Your answer should hold exactly the lines from the line containing "Expected: the pointer indicates a point on the gold" through the end of the entries that follow.

── Entries shown ──

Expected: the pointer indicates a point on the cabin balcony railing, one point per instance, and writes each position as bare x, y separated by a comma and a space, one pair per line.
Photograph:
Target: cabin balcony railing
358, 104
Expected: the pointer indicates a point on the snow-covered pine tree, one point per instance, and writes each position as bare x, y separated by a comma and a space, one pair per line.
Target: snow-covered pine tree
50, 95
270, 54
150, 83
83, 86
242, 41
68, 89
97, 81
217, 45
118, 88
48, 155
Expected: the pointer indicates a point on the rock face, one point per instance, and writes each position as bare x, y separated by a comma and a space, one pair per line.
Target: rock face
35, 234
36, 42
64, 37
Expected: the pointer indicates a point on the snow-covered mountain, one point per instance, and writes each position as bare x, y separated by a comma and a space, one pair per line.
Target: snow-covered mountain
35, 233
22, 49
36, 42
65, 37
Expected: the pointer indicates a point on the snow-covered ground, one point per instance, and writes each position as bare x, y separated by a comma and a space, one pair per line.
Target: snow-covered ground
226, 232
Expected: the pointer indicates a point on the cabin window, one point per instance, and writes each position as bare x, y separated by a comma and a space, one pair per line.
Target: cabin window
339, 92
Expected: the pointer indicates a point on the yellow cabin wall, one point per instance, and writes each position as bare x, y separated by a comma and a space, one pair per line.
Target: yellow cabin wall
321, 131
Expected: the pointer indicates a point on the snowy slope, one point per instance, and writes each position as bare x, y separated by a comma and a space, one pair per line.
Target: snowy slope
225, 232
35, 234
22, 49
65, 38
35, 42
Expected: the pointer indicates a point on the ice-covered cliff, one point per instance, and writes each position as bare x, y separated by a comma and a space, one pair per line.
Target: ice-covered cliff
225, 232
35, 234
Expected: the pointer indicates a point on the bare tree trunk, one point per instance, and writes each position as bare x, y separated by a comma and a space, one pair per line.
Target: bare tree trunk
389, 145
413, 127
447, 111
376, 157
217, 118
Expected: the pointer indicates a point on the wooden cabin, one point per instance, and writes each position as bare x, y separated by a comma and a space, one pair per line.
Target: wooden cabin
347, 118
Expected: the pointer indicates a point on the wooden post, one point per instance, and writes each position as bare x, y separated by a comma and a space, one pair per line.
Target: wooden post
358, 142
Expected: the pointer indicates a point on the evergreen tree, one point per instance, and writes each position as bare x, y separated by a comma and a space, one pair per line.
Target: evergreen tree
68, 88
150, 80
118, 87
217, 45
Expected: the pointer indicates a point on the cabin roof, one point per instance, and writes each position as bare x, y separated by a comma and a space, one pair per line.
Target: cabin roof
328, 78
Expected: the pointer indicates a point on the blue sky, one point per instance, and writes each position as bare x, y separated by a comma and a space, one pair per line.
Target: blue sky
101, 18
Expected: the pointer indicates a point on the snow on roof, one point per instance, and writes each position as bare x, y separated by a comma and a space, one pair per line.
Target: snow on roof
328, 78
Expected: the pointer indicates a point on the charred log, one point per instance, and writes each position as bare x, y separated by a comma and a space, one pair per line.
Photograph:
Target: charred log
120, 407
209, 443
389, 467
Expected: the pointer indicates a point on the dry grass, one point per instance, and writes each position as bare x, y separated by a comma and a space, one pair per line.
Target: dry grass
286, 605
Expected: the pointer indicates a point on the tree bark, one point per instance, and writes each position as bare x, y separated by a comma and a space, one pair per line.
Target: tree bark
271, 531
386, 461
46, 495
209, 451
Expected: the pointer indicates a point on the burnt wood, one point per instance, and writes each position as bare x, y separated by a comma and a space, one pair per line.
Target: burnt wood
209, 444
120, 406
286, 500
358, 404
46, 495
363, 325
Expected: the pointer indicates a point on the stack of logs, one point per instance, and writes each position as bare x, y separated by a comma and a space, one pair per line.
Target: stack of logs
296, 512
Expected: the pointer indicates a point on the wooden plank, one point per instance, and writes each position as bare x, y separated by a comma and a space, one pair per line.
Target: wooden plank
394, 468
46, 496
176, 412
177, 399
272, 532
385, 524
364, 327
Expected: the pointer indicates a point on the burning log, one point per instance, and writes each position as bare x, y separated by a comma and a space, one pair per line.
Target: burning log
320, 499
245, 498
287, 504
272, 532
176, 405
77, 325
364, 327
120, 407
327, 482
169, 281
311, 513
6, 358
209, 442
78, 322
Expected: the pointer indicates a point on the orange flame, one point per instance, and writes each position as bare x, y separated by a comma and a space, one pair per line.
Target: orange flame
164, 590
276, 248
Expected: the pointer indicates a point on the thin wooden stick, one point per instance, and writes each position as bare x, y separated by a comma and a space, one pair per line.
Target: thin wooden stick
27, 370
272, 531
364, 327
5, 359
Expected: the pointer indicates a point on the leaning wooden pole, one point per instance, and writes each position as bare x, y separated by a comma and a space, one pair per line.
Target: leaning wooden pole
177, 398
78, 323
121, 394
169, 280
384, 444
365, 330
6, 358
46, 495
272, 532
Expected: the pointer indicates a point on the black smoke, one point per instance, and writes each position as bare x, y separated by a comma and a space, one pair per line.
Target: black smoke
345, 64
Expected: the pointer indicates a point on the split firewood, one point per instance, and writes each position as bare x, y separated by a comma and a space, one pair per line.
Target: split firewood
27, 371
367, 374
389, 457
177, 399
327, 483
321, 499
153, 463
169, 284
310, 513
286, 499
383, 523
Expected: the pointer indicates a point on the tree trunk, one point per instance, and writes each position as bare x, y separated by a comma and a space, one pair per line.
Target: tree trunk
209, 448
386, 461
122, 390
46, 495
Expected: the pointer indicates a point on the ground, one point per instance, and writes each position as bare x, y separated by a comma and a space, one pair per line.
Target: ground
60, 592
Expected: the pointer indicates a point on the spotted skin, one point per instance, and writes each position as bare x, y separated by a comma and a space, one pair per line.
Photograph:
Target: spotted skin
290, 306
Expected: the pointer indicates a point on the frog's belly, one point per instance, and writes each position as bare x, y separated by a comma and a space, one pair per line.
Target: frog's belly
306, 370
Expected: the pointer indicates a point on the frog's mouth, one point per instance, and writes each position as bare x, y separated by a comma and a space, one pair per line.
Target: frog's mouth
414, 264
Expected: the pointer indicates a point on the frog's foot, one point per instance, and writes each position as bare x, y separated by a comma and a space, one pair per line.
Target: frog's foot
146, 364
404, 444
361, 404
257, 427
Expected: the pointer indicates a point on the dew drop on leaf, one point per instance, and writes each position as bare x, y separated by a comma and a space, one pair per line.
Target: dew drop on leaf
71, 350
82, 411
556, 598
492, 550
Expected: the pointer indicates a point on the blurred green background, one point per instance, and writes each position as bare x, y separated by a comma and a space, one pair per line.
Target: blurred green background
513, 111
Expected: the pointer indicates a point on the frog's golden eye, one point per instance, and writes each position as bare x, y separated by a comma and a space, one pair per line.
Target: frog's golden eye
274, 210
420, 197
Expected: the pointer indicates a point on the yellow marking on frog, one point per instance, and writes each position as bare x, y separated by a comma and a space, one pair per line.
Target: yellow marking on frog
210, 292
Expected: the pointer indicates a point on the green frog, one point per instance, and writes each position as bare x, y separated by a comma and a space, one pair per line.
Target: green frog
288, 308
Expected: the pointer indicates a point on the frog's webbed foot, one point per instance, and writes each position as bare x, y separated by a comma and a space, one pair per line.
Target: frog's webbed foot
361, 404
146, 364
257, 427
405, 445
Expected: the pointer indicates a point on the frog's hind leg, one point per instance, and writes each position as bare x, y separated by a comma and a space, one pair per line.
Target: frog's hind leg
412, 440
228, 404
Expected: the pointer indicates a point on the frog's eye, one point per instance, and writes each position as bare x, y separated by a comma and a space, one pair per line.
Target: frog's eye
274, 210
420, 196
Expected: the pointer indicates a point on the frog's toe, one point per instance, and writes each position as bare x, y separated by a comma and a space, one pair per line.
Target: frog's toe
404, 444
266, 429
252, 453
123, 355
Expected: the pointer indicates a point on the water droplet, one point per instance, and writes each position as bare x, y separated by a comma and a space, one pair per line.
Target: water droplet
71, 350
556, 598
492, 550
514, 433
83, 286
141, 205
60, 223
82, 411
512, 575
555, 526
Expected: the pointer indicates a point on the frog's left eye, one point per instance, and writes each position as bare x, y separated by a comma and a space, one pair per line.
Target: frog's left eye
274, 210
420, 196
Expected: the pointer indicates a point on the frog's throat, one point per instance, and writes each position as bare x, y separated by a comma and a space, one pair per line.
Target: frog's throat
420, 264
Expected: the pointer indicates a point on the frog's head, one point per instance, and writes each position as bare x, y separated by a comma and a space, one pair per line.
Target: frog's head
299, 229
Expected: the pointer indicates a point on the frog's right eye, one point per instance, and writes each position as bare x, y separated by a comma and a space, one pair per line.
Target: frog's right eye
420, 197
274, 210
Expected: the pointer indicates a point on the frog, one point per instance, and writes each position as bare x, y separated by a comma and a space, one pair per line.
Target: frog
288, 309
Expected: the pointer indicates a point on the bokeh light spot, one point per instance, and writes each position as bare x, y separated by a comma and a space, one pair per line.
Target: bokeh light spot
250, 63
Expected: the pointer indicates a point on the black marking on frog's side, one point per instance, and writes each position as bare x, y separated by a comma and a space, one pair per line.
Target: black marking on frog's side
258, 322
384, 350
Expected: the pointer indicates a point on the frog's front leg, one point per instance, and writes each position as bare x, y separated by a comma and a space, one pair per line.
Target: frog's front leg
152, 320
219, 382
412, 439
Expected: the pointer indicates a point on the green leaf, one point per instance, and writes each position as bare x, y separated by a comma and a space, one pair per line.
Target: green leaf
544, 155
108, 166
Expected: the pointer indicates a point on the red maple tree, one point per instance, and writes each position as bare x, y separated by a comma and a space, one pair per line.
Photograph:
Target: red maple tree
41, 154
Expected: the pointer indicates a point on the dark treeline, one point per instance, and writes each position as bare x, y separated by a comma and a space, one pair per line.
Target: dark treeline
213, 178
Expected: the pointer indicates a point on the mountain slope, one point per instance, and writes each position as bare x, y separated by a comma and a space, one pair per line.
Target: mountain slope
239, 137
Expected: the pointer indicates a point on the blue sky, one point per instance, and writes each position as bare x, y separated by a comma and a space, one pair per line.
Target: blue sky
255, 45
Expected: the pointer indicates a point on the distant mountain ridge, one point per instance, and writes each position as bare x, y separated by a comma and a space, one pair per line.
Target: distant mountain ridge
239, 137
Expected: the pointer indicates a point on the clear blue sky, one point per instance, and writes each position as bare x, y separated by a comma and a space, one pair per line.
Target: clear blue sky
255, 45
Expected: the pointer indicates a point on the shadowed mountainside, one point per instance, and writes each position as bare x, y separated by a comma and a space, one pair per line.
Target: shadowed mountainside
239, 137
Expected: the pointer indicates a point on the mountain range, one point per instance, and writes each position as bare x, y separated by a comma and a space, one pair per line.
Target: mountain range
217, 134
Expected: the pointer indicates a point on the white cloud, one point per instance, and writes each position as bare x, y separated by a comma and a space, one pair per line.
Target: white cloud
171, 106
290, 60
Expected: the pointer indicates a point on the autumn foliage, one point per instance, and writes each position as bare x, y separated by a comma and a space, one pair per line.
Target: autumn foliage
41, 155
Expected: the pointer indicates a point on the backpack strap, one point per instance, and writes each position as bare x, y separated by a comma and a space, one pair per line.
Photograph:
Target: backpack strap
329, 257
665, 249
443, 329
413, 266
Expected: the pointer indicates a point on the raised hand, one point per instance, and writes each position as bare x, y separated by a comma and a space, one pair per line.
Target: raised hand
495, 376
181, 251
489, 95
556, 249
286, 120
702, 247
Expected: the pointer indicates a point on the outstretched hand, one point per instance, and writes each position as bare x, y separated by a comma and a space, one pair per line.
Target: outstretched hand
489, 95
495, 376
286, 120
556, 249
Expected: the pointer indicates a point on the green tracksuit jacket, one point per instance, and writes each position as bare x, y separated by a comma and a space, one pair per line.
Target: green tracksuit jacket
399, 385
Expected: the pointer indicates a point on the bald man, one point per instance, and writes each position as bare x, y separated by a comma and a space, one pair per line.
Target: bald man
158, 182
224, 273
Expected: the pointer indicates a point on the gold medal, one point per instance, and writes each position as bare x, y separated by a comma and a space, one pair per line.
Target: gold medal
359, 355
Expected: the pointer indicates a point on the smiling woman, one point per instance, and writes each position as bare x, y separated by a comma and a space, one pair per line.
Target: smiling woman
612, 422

───

◆ Exercise solution
Expected: the pointer indicates a point on the gold medal, one point per instance, and writes each position as bare x, y separated by a comma and a space, one pair per line.
Target: gold medal
359, 355
Expected: the pointer indicates a point on the smiling woman, one point per instance, and writes each position as bare x, y separated by a comma and a space, one pair per line.
Target: smiling woman
612, 422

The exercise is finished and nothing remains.